• [Record list]:
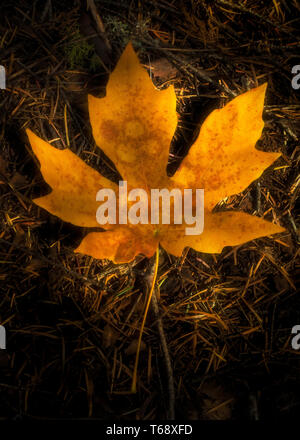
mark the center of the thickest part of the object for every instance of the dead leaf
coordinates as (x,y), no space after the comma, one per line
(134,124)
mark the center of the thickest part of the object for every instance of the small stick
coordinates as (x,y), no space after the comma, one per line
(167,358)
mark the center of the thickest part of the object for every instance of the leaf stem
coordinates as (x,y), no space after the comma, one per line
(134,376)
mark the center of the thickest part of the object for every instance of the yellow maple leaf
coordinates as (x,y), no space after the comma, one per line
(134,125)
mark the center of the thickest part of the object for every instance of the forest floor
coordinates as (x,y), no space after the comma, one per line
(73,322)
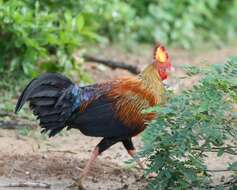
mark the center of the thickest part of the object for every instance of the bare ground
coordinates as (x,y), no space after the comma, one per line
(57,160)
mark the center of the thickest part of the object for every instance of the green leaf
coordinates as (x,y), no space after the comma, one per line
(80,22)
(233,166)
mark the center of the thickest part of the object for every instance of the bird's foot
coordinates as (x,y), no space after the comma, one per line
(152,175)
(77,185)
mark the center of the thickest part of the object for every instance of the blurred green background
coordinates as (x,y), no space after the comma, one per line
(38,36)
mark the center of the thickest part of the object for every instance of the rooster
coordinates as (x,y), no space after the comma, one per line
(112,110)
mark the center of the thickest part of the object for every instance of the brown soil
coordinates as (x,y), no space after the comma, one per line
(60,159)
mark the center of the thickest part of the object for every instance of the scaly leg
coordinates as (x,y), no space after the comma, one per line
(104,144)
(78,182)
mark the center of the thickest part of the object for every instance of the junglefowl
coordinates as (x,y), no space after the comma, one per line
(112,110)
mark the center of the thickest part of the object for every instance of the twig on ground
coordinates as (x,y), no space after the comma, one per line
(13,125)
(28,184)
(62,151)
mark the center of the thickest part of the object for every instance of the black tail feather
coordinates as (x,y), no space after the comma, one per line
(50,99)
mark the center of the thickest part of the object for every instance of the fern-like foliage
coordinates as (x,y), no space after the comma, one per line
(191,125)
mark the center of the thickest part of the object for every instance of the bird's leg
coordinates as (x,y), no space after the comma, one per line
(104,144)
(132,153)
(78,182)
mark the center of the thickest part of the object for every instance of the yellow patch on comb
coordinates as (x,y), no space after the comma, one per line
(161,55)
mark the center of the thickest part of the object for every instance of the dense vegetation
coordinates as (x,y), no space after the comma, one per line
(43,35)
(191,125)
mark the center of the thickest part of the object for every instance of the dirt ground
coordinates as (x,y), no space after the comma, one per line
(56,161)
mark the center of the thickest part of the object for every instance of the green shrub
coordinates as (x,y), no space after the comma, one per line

* * *

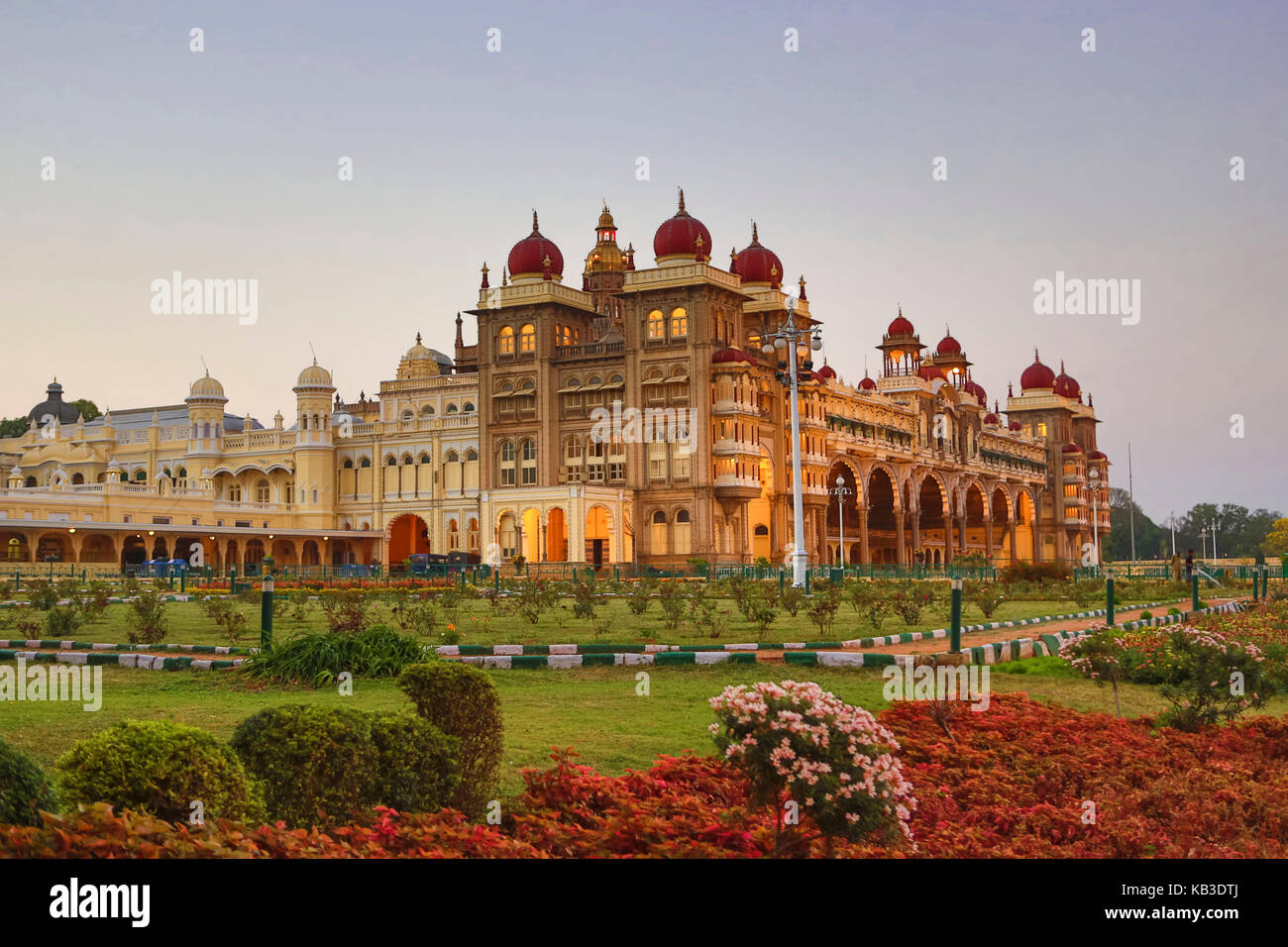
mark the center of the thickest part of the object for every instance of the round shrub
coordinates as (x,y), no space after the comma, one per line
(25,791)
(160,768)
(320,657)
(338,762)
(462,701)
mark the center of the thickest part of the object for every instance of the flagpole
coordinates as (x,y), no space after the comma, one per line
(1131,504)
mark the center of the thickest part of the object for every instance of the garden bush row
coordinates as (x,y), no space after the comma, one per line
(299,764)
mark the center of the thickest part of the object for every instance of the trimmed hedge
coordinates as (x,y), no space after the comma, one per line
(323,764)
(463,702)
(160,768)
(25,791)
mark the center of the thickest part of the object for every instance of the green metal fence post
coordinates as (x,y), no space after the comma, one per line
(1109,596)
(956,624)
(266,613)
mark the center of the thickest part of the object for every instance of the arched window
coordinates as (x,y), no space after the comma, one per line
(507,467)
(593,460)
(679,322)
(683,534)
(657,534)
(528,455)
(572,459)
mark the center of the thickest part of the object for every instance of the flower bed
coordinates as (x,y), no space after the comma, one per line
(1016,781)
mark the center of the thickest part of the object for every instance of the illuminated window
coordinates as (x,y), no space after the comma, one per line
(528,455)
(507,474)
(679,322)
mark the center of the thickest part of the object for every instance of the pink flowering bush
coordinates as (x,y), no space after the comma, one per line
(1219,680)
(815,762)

• [Directions]: Collect every line in the records above that contains the string "bird", counting case.

• [Complete output]:
mark the center of the thickest part of the object for every instance of the bird's foot
mark the center of the thickest part of the object for every instance of the bird's leg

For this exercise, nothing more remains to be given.